# Task to carry out:
Answer these questions from the page text on the internet of things in retail:
1. How many connected devices does McKinsey predict by 2020?
2. According to the list of industry messages, what do retailers not know?
3. To what three things does the text say the IoT so far can't readily be pinned down?

# Page text:
Everything suggests that the internet of things has the potential to revolutionise the way we work, rest and play. McKinsey predicts there will be 20 – 30 billion connected devices and a market worth up to $17 trillion by 2020, so there’s little doubt that, far from being the latest in a long line of retail tech trends, the IoT is significant, it’s industry-changing and yet it’s poorly understood by even the most switched-on C-level personnel.
There are some clear messages coming through from across the industry, from managing board expectations to the nuts and bolts of operations infrastructure:
- We’re only at the beginning
- Data is the most important part to get right:
- Who owns it
- Who looks after security
- Who can extract meaning and use it intelligently
- Retailers know they have to do something but they don’t know where to start
These points undoubtedly raise some big questions for retailers, with no obvious answers – so far, the IoT can’t readily be pinned down to one single technology, activity or even definition.
So what are the challenges retailers are facing today so that they’re ready for the IoT tomorrow?

# Dataset extract:
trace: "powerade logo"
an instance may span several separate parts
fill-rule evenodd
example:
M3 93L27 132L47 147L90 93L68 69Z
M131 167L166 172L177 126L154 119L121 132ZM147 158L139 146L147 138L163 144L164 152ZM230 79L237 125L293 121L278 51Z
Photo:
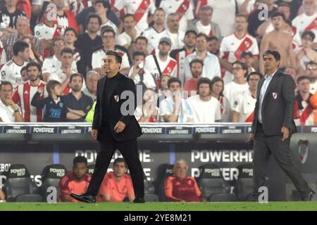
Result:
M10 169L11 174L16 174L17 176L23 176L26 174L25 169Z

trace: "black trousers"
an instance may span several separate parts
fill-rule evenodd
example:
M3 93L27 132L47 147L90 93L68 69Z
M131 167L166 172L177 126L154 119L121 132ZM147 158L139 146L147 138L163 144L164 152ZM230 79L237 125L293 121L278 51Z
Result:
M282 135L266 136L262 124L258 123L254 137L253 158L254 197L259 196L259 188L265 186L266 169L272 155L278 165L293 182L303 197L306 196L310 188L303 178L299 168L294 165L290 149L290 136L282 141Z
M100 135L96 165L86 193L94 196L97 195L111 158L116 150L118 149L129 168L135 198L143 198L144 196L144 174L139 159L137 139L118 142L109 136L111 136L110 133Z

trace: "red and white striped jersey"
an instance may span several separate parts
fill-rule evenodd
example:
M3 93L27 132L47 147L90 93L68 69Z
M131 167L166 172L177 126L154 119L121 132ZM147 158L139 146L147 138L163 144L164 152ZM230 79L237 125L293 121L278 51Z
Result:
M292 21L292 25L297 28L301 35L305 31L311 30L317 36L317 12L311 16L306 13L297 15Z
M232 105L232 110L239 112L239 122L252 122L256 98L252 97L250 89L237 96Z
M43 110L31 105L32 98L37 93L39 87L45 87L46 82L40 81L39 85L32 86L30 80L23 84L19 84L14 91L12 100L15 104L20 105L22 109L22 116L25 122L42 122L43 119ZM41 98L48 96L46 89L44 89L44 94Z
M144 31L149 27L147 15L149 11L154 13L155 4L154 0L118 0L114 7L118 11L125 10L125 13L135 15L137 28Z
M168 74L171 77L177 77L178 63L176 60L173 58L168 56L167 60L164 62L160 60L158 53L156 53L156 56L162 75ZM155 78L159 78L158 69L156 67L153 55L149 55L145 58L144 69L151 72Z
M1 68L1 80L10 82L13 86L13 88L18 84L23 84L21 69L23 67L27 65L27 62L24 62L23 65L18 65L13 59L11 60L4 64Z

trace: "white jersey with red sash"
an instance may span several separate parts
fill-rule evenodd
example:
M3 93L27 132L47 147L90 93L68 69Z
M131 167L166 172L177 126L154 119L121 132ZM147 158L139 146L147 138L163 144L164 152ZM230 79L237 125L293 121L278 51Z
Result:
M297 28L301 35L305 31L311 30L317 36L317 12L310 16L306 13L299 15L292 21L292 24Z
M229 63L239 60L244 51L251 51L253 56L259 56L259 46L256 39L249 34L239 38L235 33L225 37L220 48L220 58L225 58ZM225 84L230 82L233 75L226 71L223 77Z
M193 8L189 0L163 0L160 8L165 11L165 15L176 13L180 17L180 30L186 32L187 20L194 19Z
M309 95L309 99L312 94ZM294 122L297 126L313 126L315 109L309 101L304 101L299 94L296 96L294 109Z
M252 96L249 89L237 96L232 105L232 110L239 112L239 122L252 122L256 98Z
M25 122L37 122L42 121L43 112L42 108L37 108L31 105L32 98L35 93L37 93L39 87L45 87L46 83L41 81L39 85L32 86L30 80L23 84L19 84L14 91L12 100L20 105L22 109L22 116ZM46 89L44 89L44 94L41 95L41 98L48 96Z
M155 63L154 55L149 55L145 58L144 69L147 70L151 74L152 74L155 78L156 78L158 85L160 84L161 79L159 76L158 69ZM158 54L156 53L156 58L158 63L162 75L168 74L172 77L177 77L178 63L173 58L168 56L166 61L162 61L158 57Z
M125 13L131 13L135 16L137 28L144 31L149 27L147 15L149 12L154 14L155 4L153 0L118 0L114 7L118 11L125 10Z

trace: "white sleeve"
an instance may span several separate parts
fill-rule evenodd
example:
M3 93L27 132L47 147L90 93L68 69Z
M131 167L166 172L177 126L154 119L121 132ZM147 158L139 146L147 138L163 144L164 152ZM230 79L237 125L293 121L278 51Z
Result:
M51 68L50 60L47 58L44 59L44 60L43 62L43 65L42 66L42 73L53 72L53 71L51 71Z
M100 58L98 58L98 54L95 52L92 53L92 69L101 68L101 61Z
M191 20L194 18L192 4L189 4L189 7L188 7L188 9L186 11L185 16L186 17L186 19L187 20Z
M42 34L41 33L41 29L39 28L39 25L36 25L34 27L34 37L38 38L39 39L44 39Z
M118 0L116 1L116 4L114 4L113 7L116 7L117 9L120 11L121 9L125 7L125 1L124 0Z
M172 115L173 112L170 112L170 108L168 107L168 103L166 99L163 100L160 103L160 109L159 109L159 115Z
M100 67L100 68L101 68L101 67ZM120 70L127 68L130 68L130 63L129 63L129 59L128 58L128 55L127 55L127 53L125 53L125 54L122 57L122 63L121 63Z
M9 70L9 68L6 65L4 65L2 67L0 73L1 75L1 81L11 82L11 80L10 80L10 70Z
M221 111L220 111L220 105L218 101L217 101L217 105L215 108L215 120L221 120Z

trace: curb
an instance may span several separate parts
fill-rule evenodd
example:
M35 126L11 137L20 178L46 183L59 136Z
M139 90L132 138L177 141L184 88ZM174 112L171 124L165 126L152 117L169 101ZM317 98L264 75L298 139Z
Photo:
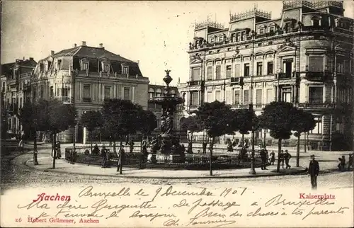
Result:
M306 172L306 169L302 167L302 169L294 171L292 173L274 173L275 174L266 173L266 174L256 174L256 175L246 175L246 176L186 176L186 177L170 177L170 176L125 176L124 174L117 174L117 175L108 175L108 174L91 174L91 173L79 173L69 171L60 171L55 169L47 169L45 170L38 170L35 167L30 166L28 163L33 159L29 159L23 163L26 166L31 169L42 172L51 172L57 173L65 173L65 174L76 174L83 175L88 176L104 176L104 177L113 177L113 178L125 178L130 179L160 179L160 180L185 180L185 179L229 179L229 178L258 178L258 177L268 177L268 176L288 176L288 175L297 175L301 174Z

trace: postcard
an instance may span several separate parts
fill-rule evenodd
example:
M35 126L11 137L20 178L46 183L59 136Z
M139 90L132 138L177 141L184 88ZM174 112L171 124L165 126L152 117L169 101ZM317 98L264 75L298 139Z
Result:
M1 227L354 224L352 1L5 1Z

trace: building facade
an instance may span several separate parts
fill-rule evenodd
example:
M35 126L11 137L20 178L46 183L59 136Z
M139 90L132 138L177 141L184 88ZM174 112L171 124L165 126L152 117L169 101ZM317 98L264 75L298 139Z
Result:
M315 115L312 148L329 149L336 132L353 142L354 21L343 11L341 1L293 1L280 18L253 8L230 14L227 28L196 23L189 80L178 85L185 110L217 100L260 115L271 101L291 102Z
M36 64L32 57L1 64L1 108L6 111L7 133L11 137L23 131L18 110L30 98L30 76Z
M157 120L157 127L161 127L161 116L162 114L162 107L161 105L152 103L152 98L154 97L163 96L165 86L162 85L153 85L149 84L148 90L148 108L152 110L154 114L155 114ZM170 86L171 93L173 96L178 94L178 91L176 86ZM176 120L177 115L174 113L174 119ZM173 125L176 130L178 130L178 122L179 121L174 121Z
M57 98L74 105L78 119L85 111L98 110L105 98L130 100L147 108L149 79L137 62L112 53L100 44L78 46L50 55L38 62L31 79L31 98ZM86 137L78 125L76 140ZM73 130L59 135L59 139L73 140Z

# Response below:
1. 20 – 30 billion
2. Where to start
3. One single technology, activity or even definition